Edwin George Wilson

East Lancashire Regiment

Personal Details

Born: 1899 in West Derby, Lancashire (possible).

Family: On the 1901 Census he was Edwin George Williams, said to be the nephew of David Wilson, a grocer`s porter and his wife Hannah, but by the time of the 1911 Census he was their son, Edwin George Wilson. He married Gertrude V.D. Ridgeway in 1922 in Whitchurch, Shropshire. The couple had three children, Joyce, Phillippa and Maureen. Sometime between 1939 and 1947 the couple appear to have divorced, both remarrying in 1947. Edwin married Elizabeth Williams. No children can be traced for this marriage.

Residence: From at least 1901 until 1919 Edwin lived at 10 Bark Hill, Whitchurch. In 1939 his address was 10 Mile Bank Road, Whitchurch. At the time of his death in 1975, his home was 51 Sharps Drive, Whitchurch.

Employment: In 1939 he was a private chauffeur and mechanic.

Died: In 1975 at The Cottage Hospital, Whitchurch and was buried in Whitchurch cemetery on 27 March that year.

Military Details

Regiment: East Lancashire Regiment.

Rank: Private

Service Number: 30692

Date of Enlistment: Not known

Date of Discharge: Not known

Reason for Discharge: Not known

Medals and Awards

Edwin was awarded the Campaign Medals (British War Medal and Victory Medal).

Campaign Medals

Great War History Hub Whitchurch Shropshire Medals Front Image

The British War Medal (also known as 'Squeak') was a silver or bronze medal awarded to officers and men of the British and Imperial Forces who either entered a theatre of war or entered service overseas between 5th August 1914 and 11th November 1918 inclusive. This was later extended to services in Russia, Siberia and some other areas in 1919 and 1920. Approximately 6.5 million British War Medals were issued. Approximately 6.4 million of these were the silver versions of this medal. Around 110,000 of a bronze version were issued mainly to Chinese, Maltese and Indian Labour Corps. The front (obv or obverse) of the medal depicts the head of George V. The recipient's service number, rank, name and unit was impressed on the rim.

__ACTIVITY A__: According to the profile of Edwin George Wilson, what was his occupation in 1939?
__ACTIVITY B__: From the profile of Edwin George Wilson, reproduce verbatim the passage that begins with the words "Born: 1899 in" and ends with "chauffeur and mechanic.".
__ACTIVITY C__: Carry on the profile of Edwin George Wilson, starting after its final sentence.

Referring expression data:
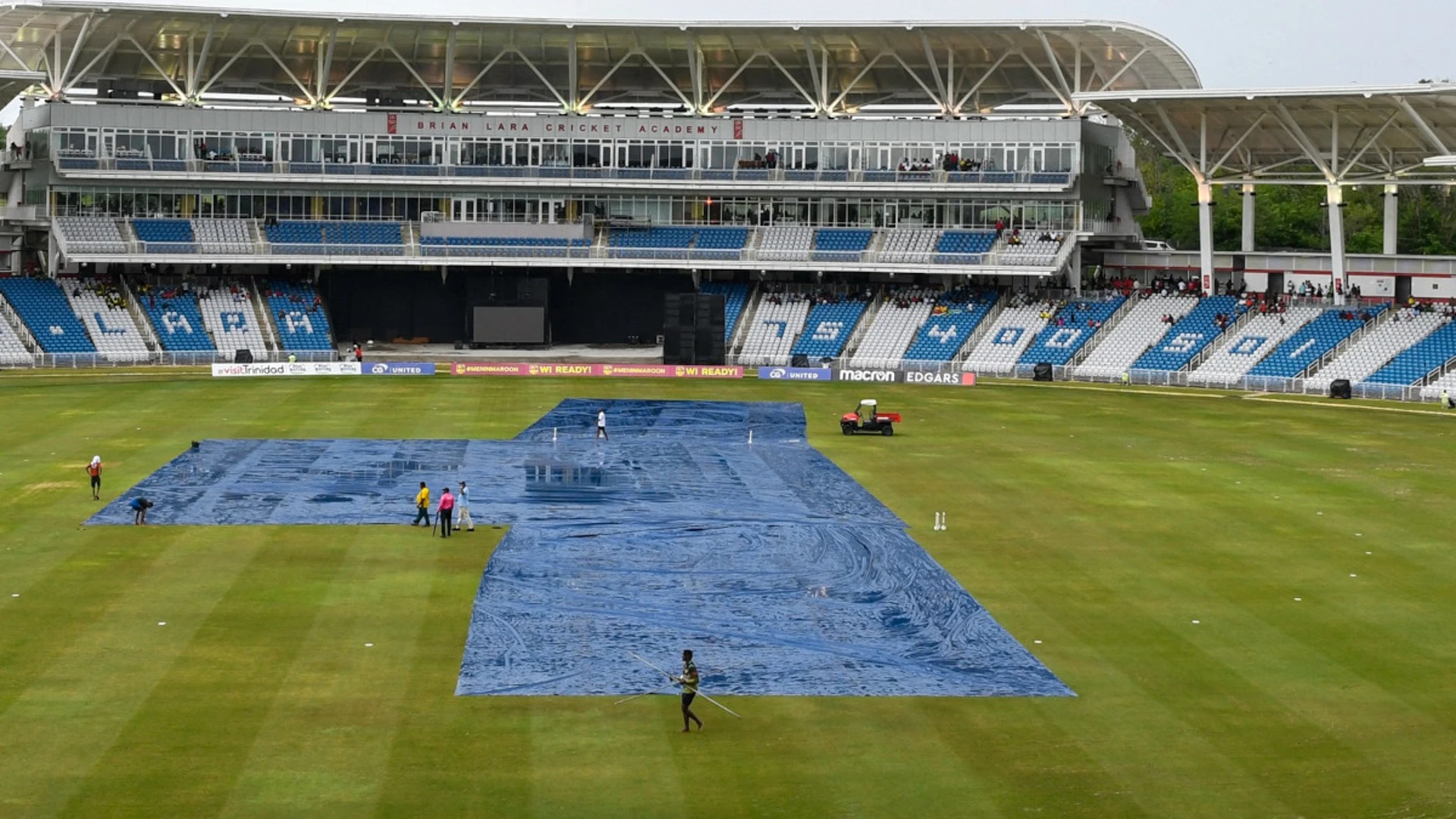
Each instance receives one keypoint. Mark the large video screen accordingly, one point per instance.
(510, 325)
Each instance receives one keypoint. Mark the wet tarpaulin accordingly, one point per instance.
(778, 569)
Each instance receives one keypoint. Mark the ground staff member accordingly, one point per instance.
(422, 504)
(446, 510)
(93, 469)
(139, 507)
(689, 681)
(463, 504)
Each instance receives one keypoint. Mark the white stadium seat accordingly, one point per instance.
(232, 321)
(1379, 346)
(894, 328)
(1008, 338)
(1134, 334)
(774, 330)
(1245, 347)
(111, 328)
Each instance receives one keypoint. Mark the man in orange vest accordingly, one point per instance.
(93, 469)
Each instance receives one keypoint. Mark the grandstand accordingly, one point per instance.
(1250, 344)
(391, 215)
(897, 321)
(102, 309)
(1141, 328)
(1008, 338)
(1071, 328)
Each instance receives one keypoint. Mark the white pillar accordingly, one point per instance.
(1334, 199)
(1075, 268)
(1206, 235)
(1248, 219)
(1392, 205)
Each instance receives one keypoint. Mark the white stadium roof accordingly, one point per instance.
(1331, 136)
(191, 55)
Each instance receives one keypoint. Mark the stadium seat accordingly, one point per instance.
(12, 350)
(1069, 331)
(165, 235)
(91, 235)
(734, 297)
(102, 309)
(300, 321)
(1421, 359)
(1031, 253)
(827, 328)
(232, 319)
(1376, 349)
(909, 245)
(177, 319)
(840, 243)
(348, 238)
(1239, 352)
(1185, 338)
(229, 237)
(954, 318)
(902, 314)
(650, 242)
(1139, 330)
(1310, 343)
(47, 314)
(777, 324)
(965, 246)
(785, 243)
(1002, 346)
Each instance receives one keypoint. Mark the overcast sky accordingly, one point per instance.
(1234, 44)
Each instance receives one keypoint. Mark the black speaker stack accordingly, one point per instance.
(693, 330)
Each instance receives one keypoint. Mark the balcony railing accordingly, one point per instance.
(566, 172)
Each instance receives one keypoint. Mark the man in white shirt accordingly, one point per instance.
(463, 506)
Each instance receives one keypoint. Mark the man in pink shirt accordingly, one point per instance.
(446, 510)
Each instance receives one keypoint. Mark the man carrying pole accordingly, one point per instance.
(689, 681)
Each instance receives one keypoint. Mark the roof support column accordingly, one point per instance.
(1206, 235)
(1248, 219)
(1392, 212)
(1335, 202)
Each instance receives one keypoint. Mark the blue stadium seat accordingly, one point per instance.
(1188, 337)
(827, 330)
(165, 235)
(302, 325)
(651, 242)
(720, 242)
(44, 309)
(1421, 359)
(952, 321)
(1296, 353)
(1057, 343)
(840, 243)
(351, 238)
(178, 322)
(734, 299)
(963, 246)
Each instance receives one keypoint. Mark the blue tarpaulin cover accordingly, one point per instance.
(780, 570)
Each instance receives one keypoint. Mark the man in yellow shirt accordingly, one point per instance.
(422, 504)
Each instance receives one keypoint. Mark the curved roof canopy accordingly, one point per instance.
(1340, 136)
(193, 55)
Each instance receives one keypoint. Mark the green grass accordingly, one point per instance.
(1097, 522)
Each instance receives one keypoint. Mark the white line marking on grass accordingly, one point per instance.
(1260, 397)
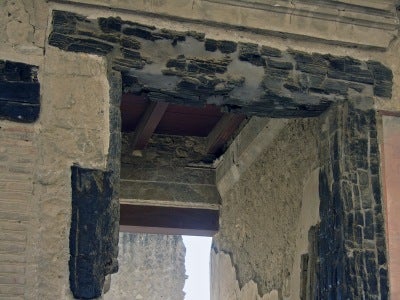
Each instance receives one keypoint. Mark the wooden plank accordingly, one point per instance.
(168, 220)
(148, 123)
(223, 131)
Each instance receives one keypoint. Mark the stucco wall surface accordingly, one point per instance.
(17, 211)
(260, 214)
(151, 266)
(73, 128)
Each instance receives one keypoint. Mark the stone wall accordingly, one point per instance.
(322, 187)
(151, 267)
(73, 125)
(17, 210)
(260, 214)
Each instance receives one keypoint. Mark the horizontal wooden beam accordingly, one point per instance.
(148, 124)
(168, 220)
(223, 131)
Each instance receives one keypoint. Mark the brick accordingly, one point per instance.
(12, 258)
(12, 225)
(11, 289)
(11, 247)
(17, 216)
(12, 236)
(12, 268)
(12, 279)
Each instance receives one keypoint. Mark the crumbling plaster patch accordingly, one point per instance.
(152, 266)
(24, 23)
(260, 214)
(72, 129)
(224, 284)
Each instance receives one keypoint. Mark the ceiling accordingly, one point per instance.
(146, 118)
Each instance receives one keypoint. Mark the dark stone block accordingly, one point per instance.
(111, 24)
(20, 92)
(384, 283)
(65, 22)
(379, 224)
(125, 65)
(249, 52)
(381, 257)
(358, 235)
(130, 54)
(310, 63)
(376, 189)
(211, 45)
(179, 63)
(176, 36)
(342, 64)
(359, 75)
(380, 72)
(383, 89)
(272, 52)
(141, 33)
(17, 72)
(196, 35)
(93, 218)
(335, 87)
(208, 66)
(359, 148)
(130, 43)
(359, 218)
(311, 80)
(292, 88)
(347, 195)
(276, 74)
(350, 225)
(19, 112)
(227, 46)
(60, 40)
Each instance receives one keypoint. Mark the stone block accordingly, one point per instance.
(92, 244)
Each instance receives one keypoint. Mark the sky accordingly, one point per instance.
(197, 263)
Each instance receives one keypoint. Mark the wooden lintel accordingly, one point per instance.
(168, 220)
(221, 133)
(148, 123)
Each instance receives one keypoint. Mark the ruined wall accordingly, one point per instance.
(151, 267)
(73, 127)
(260, 214)
(318, 232)
(17, 210)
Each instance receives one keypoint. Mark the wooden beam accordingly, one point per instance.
(168, 220)
(148, 123)
(223, 131)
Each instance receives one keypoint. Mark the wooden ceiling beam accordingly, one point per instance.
(221, 133)
(168, 220)
(148, 124)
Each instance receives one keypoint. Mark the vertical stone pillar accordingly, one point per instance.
(95, 212)
(351, 238)
(391, 179)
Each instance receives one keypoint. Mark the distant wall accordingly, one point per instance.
(261, 213)
(306, 218)
(151, 266)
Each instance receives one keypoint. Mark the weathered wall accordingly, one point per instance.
(72, 128)
(151, 267)
(260, 214)
(17, 211)
(333, 214)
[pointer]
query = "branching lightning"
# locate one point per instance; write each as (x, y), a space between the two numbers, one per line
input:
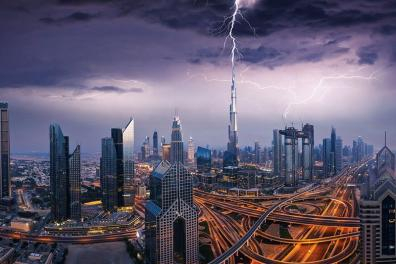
(320, 83)
(229, 23)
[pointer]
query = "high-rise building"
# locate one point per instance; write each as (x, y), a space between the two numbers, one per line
(385, 162)
(171, 219)
(333, 139)
(190, 151)
(231, 156)
(377, 208)
(75, 183)
(277, 152)
(146, 149)
(155, 144)
(257, 152)
(177, 151)
(64, 177)
(116, 135)
(204, 160)
(128, 138)
(291, 155)
(338, 155)
(308, 152)
(108, 175)
(328, 158)
(166, 150)
(5, 189)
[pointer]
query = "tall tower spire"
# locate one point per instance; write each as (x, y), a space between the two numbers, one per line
(232, 146)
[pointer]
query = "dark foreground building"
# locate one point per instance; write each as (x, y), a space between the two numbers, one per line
(171, 220)
(64, 177)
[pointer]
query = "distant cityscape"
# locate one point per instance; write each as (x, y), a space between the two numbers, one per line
(288, 201)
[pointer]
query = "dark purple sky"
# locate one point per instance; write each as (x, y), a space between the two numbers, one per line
(91, 64)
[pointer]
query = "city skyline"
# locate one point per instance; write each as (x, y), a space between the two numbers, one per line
(349, 47)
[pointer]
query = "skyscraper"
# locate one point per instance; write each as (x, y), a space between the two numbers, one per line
(333, 139)
(166, 150)
(277, 152)
(257, 152)
(338, 155)
(75, 183)
(190, 151)
(177, 151)
(64, 177)
(204, 160)
(5, 189)
(385, 162)
(231, 157)
(155, 144)
(377, 208)
(328, 158)
(291, 155)
(128, 138)
(108, 175)
(116, 135)
(171, 219)
(308, 151)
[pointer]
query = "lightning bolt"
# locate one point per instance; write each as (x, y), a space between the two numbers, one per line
(320, 83)
(233, 39)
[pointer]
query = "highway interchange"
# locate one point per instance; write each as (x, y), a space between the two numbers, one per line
(328, 232)
(323, 213)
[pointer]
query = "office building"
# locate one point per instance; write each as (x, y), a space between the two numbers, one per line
(177, 150)
(231, 156)
(204, 160)
(5, 181)
(257, 152)
(108, 175)
(75, 183)
(116, 135)
(171, 219)
(308, 152)
(277, 152)
(166, 150)
(128, 139)
(333, 139)
(155, 144)
(338, 155)
(385, 162)
(377, 208)
(328, 158)
(190, 151)
(65, 174)
(291, 155)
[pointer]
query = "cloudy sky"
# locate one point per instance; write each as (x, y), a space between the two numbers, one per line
(92, 64)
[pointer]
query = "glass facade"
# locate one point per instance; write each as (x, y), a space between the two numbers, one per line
(388, 226)
(75, 183)
(204, 159)
(171, 218)
(177, 150)
(116, 135)
(5, 189)
(108, 175)
(65, 174)
(128, 137)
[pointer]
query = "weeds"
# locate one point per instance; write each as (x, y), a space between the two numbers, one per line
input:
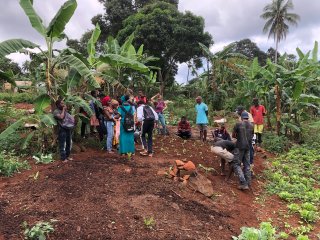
(39, 231)
(149, 222)
(43, 158)
(10, 164)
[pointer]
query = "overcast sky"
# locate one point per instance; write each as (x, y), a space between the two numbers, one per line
(226, 20)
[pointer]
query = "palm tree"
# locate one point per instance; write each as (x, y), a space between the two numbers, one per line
(277, 24)
(278, 20)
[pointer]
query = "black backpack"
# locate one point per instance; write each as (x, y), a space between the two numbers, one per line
(128, 123)
(148, 113)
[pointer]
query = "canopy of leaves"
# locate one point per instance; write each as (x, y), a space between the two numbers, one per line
(167, 33)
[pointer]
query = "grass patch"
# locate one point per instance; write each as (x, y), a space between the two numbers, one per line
(10, 164)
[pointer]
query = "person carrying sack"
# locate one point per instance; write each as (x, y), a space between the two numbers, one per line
(147, 116)
(126, 140)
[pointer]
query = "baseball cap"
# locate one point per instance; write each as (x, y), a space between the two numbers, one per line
(244, 115)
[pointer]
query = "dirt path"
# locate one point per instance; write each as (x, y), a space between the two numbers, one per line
(101, 196)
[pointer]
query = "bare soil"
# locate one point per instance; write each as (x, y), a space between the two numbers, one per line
(105, 196)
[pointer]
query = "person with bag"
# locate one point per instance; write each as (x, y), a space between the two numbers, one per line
(109, 120)
(148, 117)
(243, 132)
(126, 141)
(66, 124)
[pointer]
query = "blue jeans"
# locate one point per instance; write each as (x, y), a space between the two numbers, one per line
(162, 121)
(242, 157)
(251, 154)
(64, 139)
(109, 127)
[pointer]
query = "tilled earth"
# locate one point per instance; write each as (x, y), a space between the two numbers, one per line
(105, 196)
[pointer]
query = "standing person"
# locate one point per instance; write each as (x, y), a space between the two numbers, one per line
(258, 111)
(126, 127)
(184, 128)
(109, 117)
(147, 117)
(221, 133)
(94, 121)
(240, 110)
(202, 118)
(66, 124)
(141, 97)
(160, 107)
(243, 132)
(224, 149)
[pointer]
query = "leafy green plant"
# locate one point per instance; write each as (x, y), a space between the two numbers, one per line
(39, 231)
(265, 232)
(10, 164)
(149, 222)
(43, 158)
(274, 143)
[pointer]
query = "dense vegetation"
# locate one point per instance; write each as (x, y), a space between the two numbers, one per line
(126, 52)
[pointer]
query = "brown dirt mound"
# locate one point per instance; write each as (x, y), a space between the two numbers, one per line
(101, 196)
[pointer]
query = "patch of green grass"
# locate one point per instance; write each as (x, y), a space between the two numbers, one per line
(10, 164)
(18, 97)
(293, 177)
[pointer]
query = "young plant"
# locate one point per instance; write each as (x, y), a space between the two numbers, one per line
(149, 222)
(43, 158)
(39, 231)
(10, 164)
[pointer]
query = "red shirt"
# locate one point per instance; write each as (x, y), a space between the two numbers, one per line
(257, 114)
(184, 126)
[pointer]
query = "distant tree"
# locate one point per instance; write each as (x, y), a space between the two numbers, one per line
(250, 50)
(271, 53)
(8, 65)
(278, 20)
(167, 34)
(80, 45)
(277, 24)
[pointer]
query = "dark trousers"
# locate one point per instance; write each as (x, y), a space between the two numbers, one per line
(64, 138)
(242, 156)
(186, 134)
(83, 129)
(147, 128)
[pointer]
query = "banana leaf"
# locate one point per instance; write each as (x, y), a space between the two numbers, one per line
(14, 45)
(91, 44)
(118, 60)
(41, 103)
(34, 19)
(60, 20)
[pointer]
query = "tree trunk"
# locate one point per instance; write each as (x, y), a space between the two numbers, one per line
(278, 93)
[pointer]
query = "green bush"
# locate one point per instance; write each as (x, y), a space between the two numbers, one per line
(17, 97)
(10, 164)
(274, 143)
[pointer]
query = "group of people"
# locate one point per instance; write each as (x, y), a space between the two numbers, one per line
(122, 121)
(127, 120)
(240, 153)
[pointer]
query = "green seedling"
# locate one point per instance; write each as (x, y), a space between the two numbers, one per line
(39, 231)
(149, 222)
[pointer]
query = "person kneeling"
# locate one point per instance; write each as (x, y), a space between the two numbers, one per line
(224, 149)
(184, 128)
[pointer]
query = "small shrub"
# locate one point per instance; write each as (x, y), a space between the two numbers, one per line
(149, 222)
(10, 164)
(274, 143)
(265, 232)
(39, 231)
(18, 97)
(43, 158)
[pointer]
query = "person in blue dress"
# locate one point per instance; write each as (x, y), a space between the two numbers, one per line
(202, 118)
(126, 140)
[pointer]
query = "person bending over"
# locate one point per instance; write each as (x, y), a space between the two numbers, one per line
(184, 128)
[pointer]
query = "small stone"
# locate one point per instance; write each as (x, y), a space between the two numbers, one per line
(175, 206)
(162, 172)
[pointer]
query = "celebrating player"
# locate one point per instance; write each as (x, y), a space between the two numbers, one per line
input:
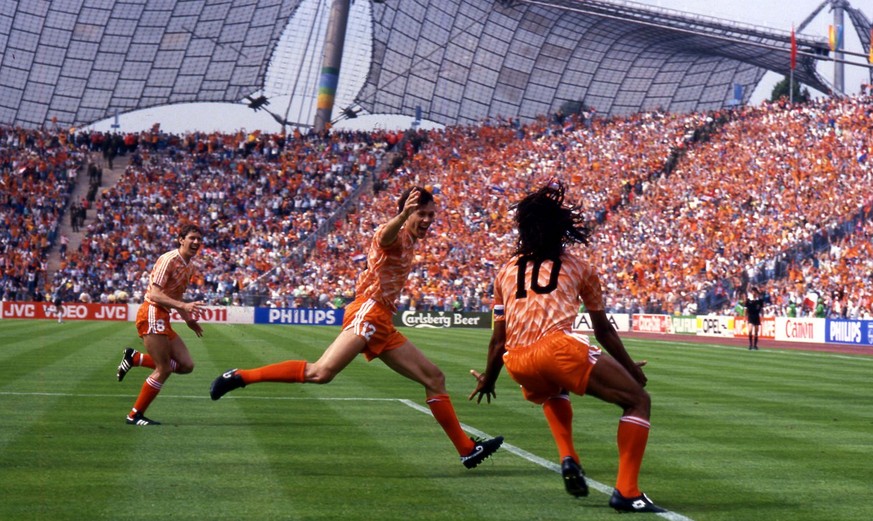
(166, 351)
(368, 329)
(536, 297)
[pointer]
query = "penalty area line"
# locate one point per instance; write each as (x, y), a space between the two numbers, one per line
(528, 456)
(533, 458)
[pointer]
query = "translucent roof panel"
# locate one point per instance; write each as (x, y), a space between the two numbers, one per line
(78, 61)
(464, 60)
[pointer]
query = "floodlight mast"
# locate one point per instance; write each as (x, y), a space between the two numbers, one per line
(333, 56)
(839, 66)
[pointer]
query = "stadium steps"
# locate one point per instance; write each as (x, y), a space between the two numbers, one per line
(80, 190)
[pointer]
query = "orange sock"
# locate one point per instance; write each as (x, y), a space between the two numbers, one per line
(444, 413)
(290, 371)
(633, 434)
(147, 394)
(559, 414)
(145, 360)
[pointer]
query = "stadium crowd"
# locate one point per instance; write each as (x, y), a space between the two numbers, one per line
(688, 210)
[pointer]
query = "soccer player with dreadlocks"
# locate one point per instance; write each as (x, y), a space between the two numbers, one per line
(536, 297)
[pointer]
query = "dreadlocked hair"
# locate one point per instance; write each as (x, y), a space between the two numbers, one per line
(546, 225)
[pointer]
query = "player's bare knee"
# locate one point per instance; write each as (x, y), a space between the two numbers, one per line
(319, 375)
(436, 382)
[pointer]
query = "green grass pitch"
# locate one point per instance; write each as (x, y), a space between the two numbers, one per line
(736, 435)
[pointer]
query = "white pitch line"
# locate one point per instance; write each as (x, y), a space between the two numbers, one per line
(533, 458)
(528, 456)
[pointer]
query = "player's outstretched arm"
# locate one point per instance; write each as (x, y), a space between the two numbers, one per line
(609, 339)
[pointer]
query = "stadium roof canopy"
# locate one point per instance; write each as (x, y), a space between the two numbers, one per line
(79, 61)
(462, 60)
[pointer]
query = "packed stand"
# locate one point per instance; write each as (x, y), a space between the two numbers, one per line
(257, 195)
(38, 169)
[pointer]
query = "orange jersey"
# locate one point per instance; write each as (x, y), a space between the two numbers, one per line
(172, 274)
(537, 298)
(387, 269)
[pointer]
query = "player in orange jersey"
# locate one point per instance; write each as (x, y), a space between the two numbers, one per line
(166, 352)
(368, 329)
(536, 297)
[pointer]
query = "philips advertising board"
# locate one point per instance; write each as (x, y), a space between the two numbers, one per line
(299, 316)
(858, 332)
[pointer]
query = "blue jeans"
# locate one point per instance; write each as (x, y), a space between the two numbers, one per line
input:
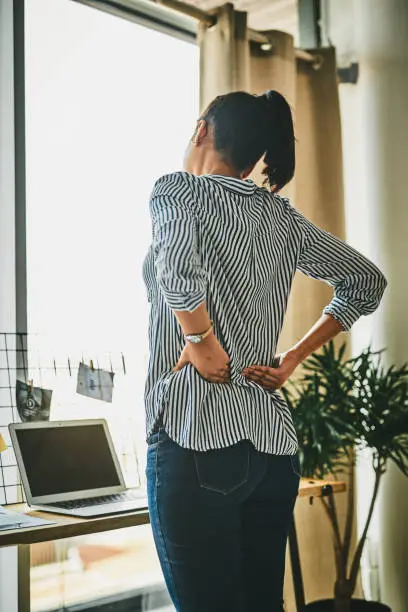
(220, 522)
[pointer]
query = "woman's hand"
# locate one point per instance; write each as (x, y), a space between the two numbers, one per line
(273, 377)
(209, 359)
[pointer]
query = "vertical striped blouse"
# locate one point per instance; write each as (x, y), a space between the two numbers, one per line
(237, 247)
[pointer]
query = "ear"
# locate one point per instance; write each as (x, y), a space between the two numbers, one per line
(200, 132)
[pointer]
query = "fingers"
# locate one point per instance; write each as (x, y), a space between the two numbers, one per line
(180, 365)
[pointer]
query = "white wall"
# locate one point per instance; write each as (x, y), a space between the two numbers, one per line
(8, 556)
(375, 136)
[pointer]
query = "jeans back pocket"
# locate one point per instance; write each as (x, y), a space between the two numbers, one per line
(223, 470)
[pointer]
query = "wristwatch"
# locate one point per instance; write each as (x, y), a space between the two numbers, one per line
(197, 338)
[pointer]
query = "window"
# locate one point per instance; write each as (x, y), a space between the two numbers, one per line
(110, 107)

__YOUR RESPONSE A__: He was a private chauffeur and mechanic.

__YOUR RESPONSE B__:
Born: 1899 in West Derby, Lancashire (possible).

Family: On the 1901 Census he was Edwin George Williams, said to be the nephew of David Wilson, a grocer`s porter and his wife Hannah, but by the time of the 1911 Census he was their son, Edwin George Wilson. He married Gertrude V.D. Ridgeway in 1922 in Whitchurch, Shropshire. The couple had three children, Joyce, Phillippa and Maureen. Sometime between 1939 and 1947 the couple appear to have divorced, both remarrying in 1947. Edwin married Elizabeth Williams. No children can be traced for this marriage.

Residence: From at least 1901 until 1919 Edwin lived at 10 Bark Hill, Whitchurch. In 1939 his address was 10 Mile Bank Road, Whitchurch. At the time of his death in 1975, his home was 51 Sharps Drive, Whitchurch.

Employment: In 1939 he was a private chauffeur and mechanic.

__YOUR RESPONSE C__:
The Allied Victory Medal (also known as 'Wilfred') was issued by each of the allies. It was decided that each of the allies should each issue their own bronze victory medal with a similar design, similar equivalent wording and identical ribbon. The British medal was designed by W. McMillan. The front depicts a winged classical figure representing victory. Approximately 5.7 million victory medals were issued. Interestingly, eligibility for this medal was more restrictive and not everyone who received the British War Medal ('Squeak') also received the Victory Medal ('Wilfred'). However, in general, all recipients of 'Wilfred' also received 'Squeak' and all recipients of The 1914 Star or The 1914/1915 Star (also known as 'Pip') also received both 'Squeak' and 'Wilfred'. The recipient's service number, rank, name and unit was impressed on the rim.